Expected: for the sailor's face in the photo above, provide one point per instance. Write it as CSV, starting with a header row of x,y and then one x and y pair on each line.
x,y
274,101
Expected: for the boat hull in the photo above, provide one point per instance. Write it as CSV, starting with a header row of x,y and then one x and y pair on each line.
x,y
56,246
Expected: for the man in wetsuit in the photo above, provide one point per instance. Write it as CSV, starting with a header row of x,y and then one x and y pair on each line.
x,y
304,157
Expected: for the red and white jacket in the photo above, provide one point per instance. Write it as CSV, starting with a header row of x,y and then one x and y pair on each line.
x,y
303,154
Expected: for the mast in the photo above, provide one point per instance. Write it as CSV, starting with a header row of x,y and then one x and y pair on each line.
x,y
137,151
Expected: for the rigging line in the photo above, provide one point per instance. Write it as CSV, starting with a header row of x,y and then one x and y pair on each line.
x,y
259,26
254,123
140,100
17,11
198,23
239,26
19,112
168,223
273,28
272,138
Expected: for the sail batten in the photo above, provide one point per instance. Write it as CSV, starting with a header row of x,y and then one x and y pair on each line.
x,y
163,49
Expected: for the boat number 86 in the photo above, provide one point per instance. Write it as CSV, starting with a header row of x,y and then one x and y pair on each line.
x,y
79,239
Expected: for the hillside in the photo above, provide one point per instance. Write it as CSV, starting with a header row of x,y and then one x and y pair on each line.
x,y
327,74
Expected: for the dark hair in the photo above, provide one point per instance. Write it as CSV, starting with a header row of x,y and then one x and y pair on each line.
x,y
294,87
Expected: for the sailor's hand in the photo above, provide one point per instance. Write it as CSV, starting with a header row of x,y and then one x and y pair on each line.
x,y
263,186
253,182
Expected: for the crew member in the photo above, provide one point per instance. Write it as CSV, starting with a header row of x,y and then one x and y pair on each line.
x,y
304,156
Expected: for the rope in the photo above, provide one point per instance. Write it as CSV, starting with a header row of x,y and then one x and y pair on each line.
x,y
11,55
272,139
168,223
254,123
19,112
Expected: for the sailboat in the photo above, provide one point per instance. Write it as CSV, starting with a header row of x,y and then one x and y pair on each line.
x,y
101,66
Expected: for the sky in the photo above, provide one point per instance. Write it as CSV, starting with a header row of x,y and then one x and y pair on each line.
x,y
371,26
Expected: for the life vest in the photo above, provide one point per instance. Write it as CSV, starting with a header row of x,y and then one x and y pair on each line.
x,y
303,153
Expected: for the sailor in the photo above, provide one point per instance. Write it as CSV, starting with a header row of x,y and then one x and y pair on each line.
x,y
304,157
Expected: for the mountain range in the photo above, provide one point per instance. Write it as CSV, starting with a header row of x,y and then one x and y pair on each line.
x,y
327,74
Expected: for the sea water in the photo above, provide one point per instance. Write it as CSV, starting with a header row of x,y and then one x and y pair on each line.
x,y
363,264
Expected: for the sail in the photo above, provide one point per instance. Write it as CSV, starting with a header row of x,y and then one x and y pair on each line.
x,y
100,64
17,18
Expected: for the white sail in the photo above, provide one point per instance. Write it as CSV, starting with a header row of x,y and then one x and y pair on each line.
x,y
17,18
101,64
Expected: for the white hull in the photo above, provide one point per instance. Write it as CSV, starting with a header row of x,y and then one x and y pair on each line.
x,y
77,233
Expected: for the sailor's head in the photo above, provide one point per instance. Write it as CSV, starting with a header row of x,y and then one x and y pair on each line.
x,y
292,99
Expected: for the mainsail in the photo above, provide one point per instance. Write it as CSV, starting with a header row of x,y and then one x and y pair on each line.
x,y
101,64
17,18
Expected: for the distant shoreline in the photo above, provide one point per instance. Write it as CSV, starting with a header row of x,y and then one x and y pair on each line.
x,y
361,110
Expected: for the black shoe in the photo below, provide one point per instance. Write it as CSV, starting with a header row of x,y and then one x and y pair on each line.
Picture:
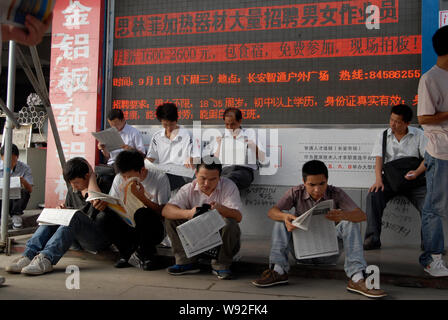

○ ○ ○ ○ ○ ○ ○

Transcribe every entry exactly, omitting pictures.

### REPLY
Expected: for the sailor's face in the photo above, provide one point per instance. Write it as CSV, starting with a header row of x,y and then one x and y pair on each line.
x,y
274,101
Expected: for the boat hull in the photo above, provide one point per instance. Write it as CSV, starting with a header row of x,y and then one x and y pair on each line.
x,y
56,246
Expected: for the man in wetsuit in the photo above, provide one point per instance. Write it as CSV, starting with a header row of x,y and then one x and y pair on each line.
x,y
304,157
Expected: for the red and white jacket in the photo above, provide one point per instance. Write it as CSV, starting with a header row of x,y and then one x and y pair on each line.
x,y
303,154
Expected: for the mast in the photo above, provide one point per instance. Write it as CSV, starting with a header row of x,y and then one x and y pair on each line.
x,y
137,151
Expected: for the rigging line in the photo above, provide one point per instance. Write it as CSV, starting with a header row of x,y and then one x and y pair on each line.
x,y
259,26
254,123
140,100
17,11
198,23
239,26
19,112
168,223
273,28
272,138
Expected: for the sail batten in the photo above, provide one point per instance. Write it as CSV, starting with a header row of x,y and then one x and y pair on each line.
x,y
163,49
Expected: for the boat number 86 in the photo above, provide one point per instance. Write it as CSV, starting with a header row of x,y and then one x and y pair on each line.
x,y
79,239
Expected: for the hillside in the photo above, provide one point per instance. Write it as CSV, starting with a header row of x,y and then one x and y pair on each line.
x,y
327,74
Expected: for the dark hair in the photo above, provide one point per instance. Write it as CSV, starting with a header row of x,y and then one x and y pair on each line.
x,y
294,87
Expected: for the sailor's hand in the photo above, provide one point per instance. Write it as CSV, starting with a header row of x,y and then one x and y pair on each line.
x,y
263,186
253,182
Expected: for the crew member in the photo above, provide one point per instance. Write it as CSV, starting with a header row of x,y and then one x and y pair on each line.
x,y
304,156
Expected: for the rope in the photo above, provide one point per instance. Write it as CSV, starting with a header row of x,y and then one x and y pair on each line.
x,y
11,55
272,139
168,223
254,123
19,112
Expected: for the sailboat in the photo above, provide one point per instance. Write it as CSV, starting with a header row of x,y and then one x and y pair on each line.
x,y
101,66
Expected: for the sky in the photo above, provide one point per instance. Write it as CSV, starting with a header row of x,y and then one x and y pair on each line.
x,y
371,26
Expected: for the life vest in the photo above, provide one point per instance. Write it as CSV, starting with a header row of x,y and then one x and y pair on each line.
x,y
303,153
Expected: for the sailor in the photo above, provide one point per instance. Write it as CSV, starting with a header row of x,y and then one x and y pair on each line.
x,y
304,157
Expected: for the mountain range in the photo above, provide one point per instance. Write it as CSV, starting with a header row of x,y and then one x and y pair on each line.
x,y
327,74
Expected: for the sea water in the photo above, provide one point per instance. Write it as CSV, starting with a header row of x,y and then one x and y pair on each line.
x,y
363,264
Expected: for the sail in the photo above, provide one point per instance. Write it as CSV, starting with a header row of x,y and then one x and y pair on each line.
x,y
100,64
17,18
Expected: for the white sail in the photo above, provide one point per instance. Write it as CSV, starting with a header row of x,y and then one x and y pair on each line.
x,y
17,18
101,64
Expected: for the white hull in the photo above, provide one point per instance. Write it as CSV, starting with a header row of x,y and then one x and y pair on each line.
x,y
77,233
Expected: for the sailor's head in the photo above, provide one point per instance. Write it as CSV, starting with a header row of x,y and then one x and y pair on each line.
x,y
292,99
Expected: for the mainsail in the photo above, provide one point per instance. Write it as CSV, starting with a header row of x,y and then one x and y pair on each line.
x,y
101,64
17,18
Expected: for the distant shoreline in the photo above, provide one point per instance. Write it as CSV, starting with a header row of x,y and then one x and y pair on each line.
x,y
361,110
Expected: for the black shoe in the photo below, provide one point per instance. Write it as CSV, starting with a header row of x,y and then one x and y pair on each line.
Picture:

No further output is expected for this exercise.